Supplied passage:
Population (31 Dec 2010)
- • Total: 12,256
- • Density: 203/km^{2} (525/sq mi)
- Time zone: UTC+9 (Korea Standard Time)

Korean name
- Hangul: 소라면
- Hanja: 召羅面
- RR: Sora-myeon
- MR: Sora-myŏn

= Sora-myeon =

Sora-myeon, also called as Sora Township, or shortly Sora, is a myeon (township) in Yeosu city of South Jeolla Province, South Korea. The myeon is located in center-western part of the city. The total area of the myeon is 60.5 square kilometres, and, as of the last day of 2010, the population was 12256 people, 5195 houses. The township hall is located in Deogyang-ri. Hwayang-myeon is south and Yulchon-myeon, is north, Samil-dong and the Gwangyang Bay is north-east, Jusam-dong and Yeocheon-dong is east, Ssangbong-dong is south-Easter, and the Yeoja Bay is west.

== History ==
- 1899: Gusan-myeon (Northern part) and Deogan-myeon (Southern part)
- 1915: Sora-myeon, Yeosu-gun, Jeollanam-do
- 15 August 1949: Sora-myeon, Yeocheon-gun, Jeollanam-do: Yeosu-gun was split into Yeosu-si and Yeocheon-gun.
- 1 April 1998: Sora-myeon, Yeosu-si, Jeollanam-do: Yeosu-si, Yeocheon-si, and Yeocheon-gun were merged to Yeosu-si.

== Ri ==
It has eight jurisdictions and forty two administrative districts.

Records from a data source
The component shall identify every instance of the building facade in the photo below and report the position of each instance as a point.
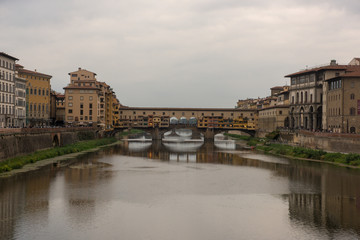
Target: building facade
(20, 102)
(7, 90)
(343, 98)
(275, 115)
(37, 97)
(308, 101)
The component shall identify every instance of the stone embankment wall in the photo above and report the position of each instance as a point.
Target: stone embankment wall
(15, 142)
(332, 142)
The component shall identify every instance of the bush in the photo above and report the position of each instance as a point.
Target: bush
(273, 135)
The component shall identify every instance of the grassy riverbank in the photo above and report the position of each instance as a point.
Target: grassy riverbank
(20, 161)
(351, 159)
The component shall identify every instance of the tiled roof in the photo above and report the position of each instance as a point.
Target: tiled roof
(80, 87)
(8, 56)
(350, 74)
(34, 73)
(329, 67)
(277, 88)
(182, 109)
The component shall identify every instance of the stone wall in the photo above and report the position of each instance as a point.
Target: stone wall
(28, 141)
(332, 142)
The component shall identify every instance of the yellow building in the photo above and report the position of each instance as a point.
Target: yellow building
(37, 96)
(88, 101)
(115, 113)
(82, 99)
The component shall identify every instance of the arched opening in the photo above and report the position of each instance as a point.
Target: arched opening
(286, 122)
(174, 121)
(301, 125)
(183, 120)
(311, 118)
(193, 121)
(56, 142)
(319, 118)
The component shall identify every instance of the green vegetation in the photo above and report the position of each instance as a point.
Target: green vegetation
(20, 161)
(351, 159)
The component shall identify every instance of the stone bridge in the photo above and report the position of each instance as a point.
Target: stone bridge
(208, 133)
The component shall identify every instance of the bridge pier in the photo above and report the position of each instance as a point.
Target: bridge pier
(156, 134)
(209, 135)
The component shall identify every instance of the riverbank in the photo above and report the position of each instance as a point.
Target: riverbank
(340, 159)
(41, 158)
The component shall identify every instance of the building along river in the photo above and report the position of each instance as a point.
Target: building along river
(181, 189)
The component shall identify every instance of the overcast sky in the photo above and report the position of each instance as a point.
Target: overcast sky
(189, 53)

Exercise tasks:
a) Say whether each statement agrees with the Sora-myeon article, answering yes or no and quoting the article's deciding words: (i) The township hall of Sora-myeon is in Deogyang-ri. (ii) The Yeoja Bay lies east of Sora-myeon. (iii) In 1915 Sora-myeon belonged to Yeocheon-gun.
b) According to the Sora-myeon article, how many houses did the township have as of the last day of 2010?
c) Continue the Sora-myeon article from its last sentence.
These records were taken from a separate source.

Per-task answers:
a)
(i) Yes: "The township hall is located in Deogyang-ri."
(ii) No: "the Yeoja Bay is west."
(iii) No: "1915: Sora-myeon, Yeosu-gun, Jeollanam-do"

b) 5195 houses.

c)
| Beopjeongri | Korean | Haengjeongri | Note |
|---|---|---|---|
| Gwangi-ri | 관기리 | Gwangi(관기)1~3 |  |
| Daepo-ri | 대포리 | Daepo(대포)1~4 |  |
| Deogyang-ri | 덕양리 | Deogyang(덕양)1~6 | Township hall |
| Boksan-ri | 복산리 | Boksan(복산)1~6 |  |
| Bongdu-ri | 봉두리 | Bongdu(봉두)1~3 |  |
| Sagok-ri | 사곡리 | Sagok(사곡)1~4 |  |
| Jungnim-ri | 죽림리 | Jungnim(죽림)1~13 |  |
| Hyeoncheon-ri | 현천리 | Hyeoncheon(현천)1~3 |  |

=== Gwangi-ri ===
Gwangi-ri has three administrative districts: Gwangi(관기)1~3.

=== Daepo-ri ===
Daepo-ri has four administrative districts: Daepo(대포)1~4. It has Daepo Tunnel with Yulchon-myeon on the Expo-daero.

=== Deogyang-ri ===
Deogyang-ri has six administrative districts: Deogyang(덕양)1~6. It has Sora township hall. It has Deogyang Station on Jeolla Line and on Yeocheon Line. It has Deogyang Intersection on Expo-daero, Yeosun-ro and Deogyang-ro.

=== Boksan-ri ===
Boksan-ri has six administrative districts: Boksan(복산)1~6.

=== Bongdu-ri ===
Bongdu-ri has three administrative districts: Bongdu(봉두)1~3.

=== Sagok-ri ===
Sagok-ri has four administrative districts: Sagok(사곡)1~4.

=== Jungnim-ri ===
Jungnim-ri has thirteen administrative districts: Jungnim(죽림)1~13.

=== Hyeoncheon-ri ===
Hyeoncheon-ri has three administrative districts: Hyeoncheon(현천)1~3.

== Transport ==
It has Deogyang Station on the Jeolla Line and the Yeocheon Line in Deogyang-ri, and address of it is 56, Yeosun-ro. It has a motorway named Expo-daero, the part of the National Route 17 and the part of the Gukjido 22, is located in Deogyang-ri and Daepo-ri. You can go in or out to this motorway at the Deogyang Intersection, the entrance and the exit of Expo-daero, in Deogyang-ri by using Yeosun-ro or Deogyang-ro. Hwayang-ro, Dowon-ro and Deogyang-ro are the part of the Gukjido 22, too. Okcheon-ro, Hwayang-ro and Seobu-ro are the part of the Jibangdo 863. It has also Yeosun-ro, former part of the National Route 17.